*COMPLETA QUANTO SEGUE*:
1. Nel testo sulle chiamate al 1522, quali date delimitano il periodo pre-campagna?
2. Prosegui il testo sulle chiamate al 1522 e gli stereotipi di genere a partire dalla sua ultima frase.

*TESTO DI RIFERIMENTO*:
-*-
Figura 4 – Chiamate al 1522 e stereotipi di genere

Chiamate al 1522 e stereotipi di genere

Nota: ogni punto rappresenta il differenziale nel numero di chiamate tra aree a alta (sopra il 75-esimo percentile della distribuzione nazionale dell’indicatore considerato) e medio-bassa pervasività. Tutte le regressioni includono effetti fissi per provincia, settimana e anno. La baseline corre dal 9 al 22 febbraio. Il periodo di pre-lockdown (PreLD) è dal 23 febbraio al 7 marzo. Il periodo pre-campagna (PreCamp) va dall’8 al 21 marzo. Il periodo di lockdown è diviso in due sottoperiodi di uguale durata: campagna (Camp, 22 marzo – 11 aprile) e post-campagna (PostCamp, 12 aprile – 2 maggio). Il periodo successivo al lockdown (PostLD) va dal 3 maggio al 31 maggio.
Fonte: rielaborazione su dati del ministero delle Pari opportunità e Istat.
-*-
*Voci del dataset*:
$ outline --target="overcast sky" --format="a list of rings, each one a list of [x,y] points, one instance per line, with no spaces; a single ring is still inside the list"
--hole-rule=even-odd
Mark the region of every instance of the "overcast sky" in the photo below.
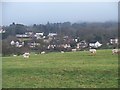
[[[117,2],[3,2],[2,24],[105,22],[118,20]],[[0,23],[1,24],[1,23]]]

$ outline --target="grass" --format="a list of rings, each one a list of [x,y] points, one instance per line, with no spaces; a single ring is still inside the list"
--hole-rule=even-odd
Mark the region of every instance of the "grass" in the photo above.
[[[3,57],[3,88],[117,88],[118,58],[111,50]]]

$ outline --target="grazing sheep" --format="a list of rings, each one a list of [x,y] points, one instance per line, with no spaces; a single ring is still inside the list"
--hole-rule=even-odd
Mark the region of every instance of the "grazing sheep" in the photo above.
[[[13,55],[14,57],[16,57],[17,55]]]
[[[90,51],[90,53],[92,53],[92,55],[96,54],[96,49],[90,49],[89,51]]]
[[[45,51],[42,51],[41,54],[45,54]]]
[[[29,58],[29,57],[30,57],[30,53],[24,53],[24,54],[23,54],[23,57],[24,57],[24,58]]]
[[[120,50],[119,49],[113,49],[112,50],[112,54],[119,54],[120,53]]]
[[[64,53],[64,51],[61,51],[61,53]]]

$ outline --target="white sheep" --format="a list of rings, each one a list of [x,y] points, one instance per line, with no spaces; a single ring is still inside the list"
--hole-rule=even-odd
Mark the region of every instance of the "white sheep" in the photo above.
[[[72,52],[76,52],[77,51],[77,49],[72,49]]]
[[[64,51],[61,51],[61,53],[64,53]]]
[[[120,52],[119,49],[112,49],[112,54],[118,54]]]
[[[92,53],[93,55],[96,54],[96,49],[90,49],[89,51],[90,51],[90,53]]]

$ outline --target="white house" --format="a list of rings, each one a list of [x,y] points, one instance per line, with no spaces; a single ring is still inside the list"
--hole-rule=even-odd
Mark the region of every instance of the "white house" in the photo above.
[[[51,36],[51,37],[57,36],[57,33],[49,33],[48,36]]]
[[[101,47],[102,44],[97,41],[95,43],[89,43],[89,46],[90,47],[94,47],[94,48],[98,48],[98,47]]]

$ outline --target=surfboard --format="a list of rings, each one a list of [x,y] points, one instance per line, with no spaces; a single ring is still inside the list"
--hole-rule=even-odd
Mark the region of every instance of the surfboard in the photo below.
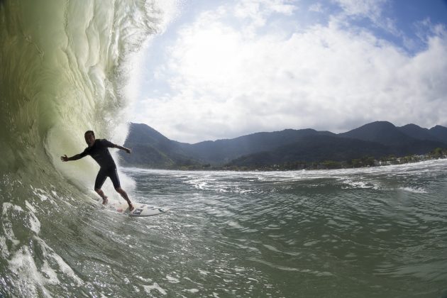
[[[161,214],[169,210],[168,208],[158,207],[156,206],[150,206],[144,204],[133,203],[133,210],[129,211],[129,205],[127,203],[123,204],[111,204],[109,205],[112,210],[124,214],[128,214],[131,216],[153,216],[154,215]]]

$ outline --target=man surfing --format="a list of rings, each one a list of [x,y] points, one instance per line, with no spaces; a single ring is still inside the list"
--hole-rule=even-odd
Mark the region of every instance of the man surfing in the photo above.
[[[107,148],[118,148],[123,150],[128,153],[131,153],[131,149],[126,148],[118,145],[114,144],[111,142],[104,139],[96,139],[94,137],[94,133],[93,131],[86,131],[84,135],[85,138],[85,142],[88,146],[85,150],[79,154],[73,155],[71,158],[67,158],[66,155],[60,157],[60,160],[63,162],[67,162],[70,160],[77,160],[87,155],[90,155],[94,160],[99,165],[101,168],[98,172],[98,175],[94,182],[94,191],[102,198],[102,204],[107,204],[107,197],[104,194],[104,192],[101,189],[102,184],[104,184],[106,179],[109,177],[114,184],[114,187],[116,192],[120,194],[123,199],[124,199],[127,204],[129,204],[129,210],[133,210],[133,205],[127,196],[124,189],[121,188],[119,182],[119,177],[118,177],[118,172],[116,171],[116,165],[115,161],[112,158],[109,149]]]

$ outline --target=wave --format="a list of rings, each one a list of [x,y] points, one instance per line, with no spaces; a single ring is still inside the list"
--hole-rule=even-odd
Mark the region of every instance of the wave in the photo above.
[[[44,239],[70,233],[97,166],[59,158],[90,129],[123,143],[132,60],[163,16],[149,1],[0,1],[0,296],[82,282]]]

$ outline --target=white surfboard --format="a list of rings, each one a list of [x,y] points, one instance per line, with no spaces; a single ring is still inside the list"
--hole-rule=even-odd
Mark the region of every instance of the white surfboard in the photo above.
[[[161,214],[169,210],[167,208],[158,207],[155,206],[146,205],[145,204],[133,203],[133,210],[129,211],[129,205],[127,203],[111,204],[110,207],[122,214],[127,214],[131,216],[152,216]]]

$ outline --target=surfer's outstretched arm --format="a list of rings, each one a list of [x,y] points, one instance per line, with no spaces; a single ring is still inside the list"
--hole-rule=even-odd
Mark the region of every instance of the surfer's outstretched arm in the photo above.
[[[120,146],[119,145],[116,145],[116,144],[114,144],[114,145],[115,145],[115,148],[116,148],[123,150],[124,151],[126,151],[128,153],[131,154],[131,149],[126,148],[126,147]]]
[[[82,158],[83,156],[81,156],[80,154],[77,154],[76,155],[73,155],[71,158],[67,158],[67,155],[64,155],[63,156],[60,157],[60,160],[62,161],[77,160],[80,160]]]

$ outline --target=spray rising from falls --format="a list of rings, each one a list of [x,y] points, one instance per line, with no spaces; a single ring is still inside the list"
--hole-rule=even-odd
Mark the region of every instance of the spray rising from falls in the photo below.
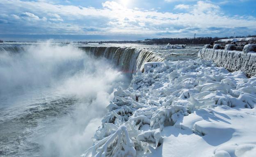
-*-
*SOLUZIONI*:
1. Va dall'8 al 21 marzo.

2.
I risultati sollevano interrogativi su quale sia la strategia più appropriata per incoraggiare la segnalazione di abusi da parte delle vittime e, finalmente, eradicare il fenomeno della violenza domestica. Se contasse per lo più il livello socio-economico, le istituzioni dovrebbero investire in programmi volti a rafforzare l’autonomia delle donne, tramite, ad esempio, l’aumento delle opportunità nel mercato del lavoro. Tuttavia, lo studio evidenzia che la presenza di stereotipi gioca un ruolo sostanziale nella decisione di segnalare le violenze subite. Trascurare l’importanza delle norme sociali potrebbe portare a una non completa comprensione del fenomeno e ridurre il potenziale sostegno da parte dei servizi antiviolenza.

* Le opinioni qui espresse sono degli autori e non sono necessariamente riferibili alla Commissione europea.